# [Your task]
The data that follows should be copied out exactly.
[Start of Attachment]
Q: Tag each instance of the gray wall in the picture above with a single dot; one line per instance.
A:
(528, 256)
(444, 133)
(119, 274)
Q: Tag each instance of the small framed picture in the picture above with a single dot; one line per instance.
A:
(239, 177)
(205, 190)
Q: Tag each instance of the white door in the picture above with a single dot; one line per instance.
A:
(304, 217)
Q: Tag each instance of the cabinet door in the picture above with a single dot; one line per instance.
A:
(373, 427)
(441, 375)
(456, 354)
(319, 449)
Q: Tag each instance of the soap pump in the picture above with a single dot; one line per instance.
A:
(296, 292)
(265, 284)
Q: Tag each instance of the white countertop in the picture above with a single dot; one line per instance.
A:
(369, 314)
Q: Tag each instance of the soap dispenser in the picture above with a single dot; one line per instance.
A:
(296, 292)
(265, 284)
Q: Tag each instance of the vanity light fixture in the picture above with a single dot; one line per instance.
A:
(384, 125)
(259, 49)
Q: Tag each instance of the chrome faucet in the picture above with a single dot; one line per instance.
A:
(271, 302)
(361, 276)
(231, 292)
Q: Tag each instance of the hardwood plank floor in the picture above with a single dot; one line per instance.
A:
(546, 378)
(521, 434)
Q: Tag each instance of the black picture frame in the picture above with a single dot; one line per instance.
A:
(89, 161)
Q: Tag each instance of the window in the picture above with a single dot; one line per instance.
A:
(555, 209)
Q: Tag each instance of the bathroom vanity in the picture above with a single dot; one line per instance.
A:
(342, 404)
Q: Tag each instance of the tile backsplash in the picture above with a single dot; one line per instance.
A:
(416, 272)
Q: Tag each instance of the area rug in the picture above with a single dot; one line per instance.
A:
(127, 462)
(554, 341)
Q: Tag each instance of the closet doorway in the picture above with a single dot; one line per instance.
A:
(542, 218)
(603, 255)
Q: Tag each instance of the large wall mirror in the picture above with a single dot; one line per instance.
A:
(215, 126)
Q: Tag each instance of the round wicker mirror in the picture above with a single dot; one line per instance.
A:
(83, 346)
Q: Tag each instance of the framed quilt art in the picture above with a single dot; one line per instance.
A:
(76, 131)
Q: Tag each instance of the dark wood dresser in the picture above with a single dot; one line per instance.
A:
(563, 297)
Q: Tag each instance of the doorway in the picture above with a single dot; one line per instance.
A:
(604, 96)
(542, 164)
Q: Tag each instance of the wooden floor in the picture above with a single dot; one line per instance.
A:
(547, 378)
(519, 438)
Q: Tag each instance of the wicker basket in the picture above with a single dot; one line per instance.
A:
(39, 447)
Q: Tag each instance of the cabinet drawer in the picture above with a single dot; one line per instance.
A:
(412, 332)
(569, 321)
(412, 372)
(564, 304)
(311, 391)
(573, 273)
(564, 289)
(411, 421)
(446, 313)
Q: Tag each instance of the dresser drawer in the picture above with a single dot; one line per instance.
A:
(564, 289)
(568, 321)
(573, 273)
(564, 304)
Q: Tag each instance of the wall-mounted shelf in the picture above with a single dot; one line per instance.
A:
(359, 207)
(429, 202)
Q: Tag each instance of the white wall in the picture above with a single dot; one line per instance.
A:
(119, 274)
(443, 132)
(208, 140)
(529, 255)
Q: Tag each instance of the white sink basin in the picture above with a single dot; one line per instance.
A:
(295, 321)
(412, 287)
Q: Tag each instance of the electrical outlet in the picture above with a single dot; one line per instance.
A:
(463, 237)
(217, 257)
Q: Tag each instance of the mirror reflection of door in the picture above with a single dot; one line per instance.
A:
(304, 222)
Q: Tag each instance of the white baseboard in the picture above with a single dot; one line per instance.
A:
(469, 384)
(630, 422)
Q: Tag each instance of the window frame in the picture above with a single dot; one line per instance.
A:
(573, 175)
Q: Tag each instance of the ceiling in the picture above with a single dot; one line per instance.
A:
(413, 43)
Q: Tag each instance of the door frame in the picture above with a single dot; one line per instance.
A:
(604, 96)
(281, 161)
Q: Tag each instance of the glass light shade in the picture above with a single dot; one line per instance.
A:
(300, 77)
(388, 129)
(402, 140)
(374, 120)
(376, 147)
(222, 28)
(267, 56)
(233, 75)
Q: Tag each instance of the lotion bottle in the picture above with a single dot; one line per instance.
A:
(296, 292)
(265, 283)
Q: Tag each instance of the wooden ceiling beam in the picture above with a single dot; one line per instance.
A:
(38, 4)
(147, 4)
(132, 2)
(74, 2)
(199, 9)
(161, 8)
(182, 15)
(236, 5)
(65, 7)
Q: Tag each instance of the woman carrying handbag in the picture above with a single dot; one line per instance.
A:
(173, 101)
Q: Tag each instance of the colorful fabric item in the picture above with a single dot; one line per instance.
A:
[End of Attachment]
# [Solved problem]
Q: Tag each instance of the gray wall in the picture above with a single dot; one line per instance.
A:
(528, 256)
(444, 133)
(119, 274)
Q: Tag each instance of the small framed picture in the picture above with a single dot; one line per instance.
A:
(239, 177)
(205, 190)
Q: Tag each instance of the white door in the picture above with a single dot; one line per instance.
A:
(304, 217)
Q: Tag each instance of the cabinet door in the picture above with a single dot; one line per instance.
A:
(373, 427)
(441, 375)
(456, 354)
(319, 449)
Q: Tag each instance of the soap pump in the picture above with a single dot; one line per instance.
A:
(296, 292)
(265, 284)
Q: Tag each instance of the white countertop in the picture above with a single dot; one line per instance.
A:
(369, 314)
Q: Tag each instance of the soap dispenser in the picture above with a single dot; one line per instance.
A:
(296, 292)
(265, 284)
Q: Tag each instance of the vanity light fixture in the picture above with a single dot; one line per instance.
A:
(384, 125)
(259, 49)
Q: Tag each instance of the chrome faucet in the picture above with a single dot; one line per instance.
A:
(271, 302)
(361, 276)
(231, 292)
Q: Tag each instance of the hardwood plank floor in the picture above with a single dot; one line per instance.
A:
(546, 378)
(521, 434)
Q: Tag each instance of the black picture frame in the picture above with a single dot; one line per instance.
A:
(89, 161)
Q: Tag each instance of the window in the picture above with a single dot; one line per instance.
A:
(555, 209)
Q: Tag each instance of the bathroom vanity in the picture above with a single dot; one line per instance.
A:
(342, 404)
Q: Tag each instance of the tile backsplash in the picture above with a single dot; one line per instance.
A:
(416, 272)
Q: Tag each instance of the area rug in the picture above with a single dot; one line per instance.
A:
(127, 462)
(554, 341)
Q: Tag each instance of the closet doorway in the picture above with a single dot; one line per instance.
A:
(542, 218)
(603, 255)
Q: Tag each instance of the large wall mirror in the picture above with a single dot; one line per instance.
A:
(215, 126)
Q: Tag each instance of the round wicker mirror in the picture above with a single dot; one line per instance.
A:
(83, 346)
Q: Tag each instance of the framed quilt art in the picture above with a single dot; one line per instance.
A:
(76, 131)
Q: Tag each instance of the dark wood dresser in the picture above with a single dot; one line per instance.
A:
(563, 297)
Q: Tag each instance of the doorway in the picture above with a single dot; one line per instance.
A:
(604, 96)
(542, 164)
Q: Tag each instance of the wooden floor in the picture above with a single dot; one line per instance.
A:
(547, 378)
(519, 438)
Q: Tag each instance of the wicker basket in the picture above with a single dot; one line per instance.
A:
(39, 447)
Q: Tag each instance of the cabinet drawer in the picture above with a single dot; one line per instance.
A:
(412, 332)
(569, 321)
(412, 372)
(564, 304)
(311, 391)
(573, 273)
(564, 289)
(411, 421)
(446, 313)
Q: Tag each instance of the dresser drawer in the picture above with a single dot; one line per instance.
A:
(564, 289)
(568, 321)
(573, 273)
(564, 304)
Q: Tag each instance of the wall-mounted shelf in the picture above with a single dot; one line per instance.
A:
(359, 207)
(429, 202)
Q: Tag each instance of the white wall in the picture above with a single dot; one line per instance.
A:
(119, 274)
(443, 132)
(208, 140)
(529, 255)
Q: Tag each instance of the white sink basin in the picture above with a single dot; one line per instance.
A:
(295, 321)
(412, 287)
Q: Tag each instance of the electrical outlet in the picture above with a single dot; one line per instance.
A:
(463, 237)
(217, 257)
Q: Tag each instance of the mirror reflection of door in the picture above with a single dot; one line per instance.
A:
(304, 222)
Q: Tag each instance of the white baseboard in the picture above with a single dot; one line per instance.
A:
(469, 384)
(630, 422)
Q: Tag each instance of the window frame in the picture above with a single dot; one line per instance.
A:
(573, 175)
Q: Tag each instance of the ceiling in the picture above with a single dot; one line per instance.
A:
(413, 43)
Q: Tag each instance of the door frame in the picture above with a single dot; one line per instance.
A:
(604, 96)
(281, 161)
Q: Tag each instance of the glass light shade in the picture above with a single dot; one line per instance.
A:
(300, 77)
(388, 129)
(402, 140)
(374, 120)
(376, 147)
(222, 28)
(267, 56)
(233, 75)
Q: Tag each instance of the lotion bottle in the picture above with a single dot; one line per instance.
A:
(296, 292)
(265, 283)
Q: Tag each instance of the wooden ceiling beam in the picture above with a single dot; one line per instance.
A:
(38, 4)
(147, 4)
(132, 2)
(74, 2)
(199, 9)
(161, 8)
(182, 15)
(236, 5)
(65, 7)
Q: Tag each instance of the woman carrying handbag in the picture above with a single dot; one line per instance.
A:
(173, 101)
Q: Tag each instance of the colorful fabric item in the picture above with a single dot; one line per instance.
A:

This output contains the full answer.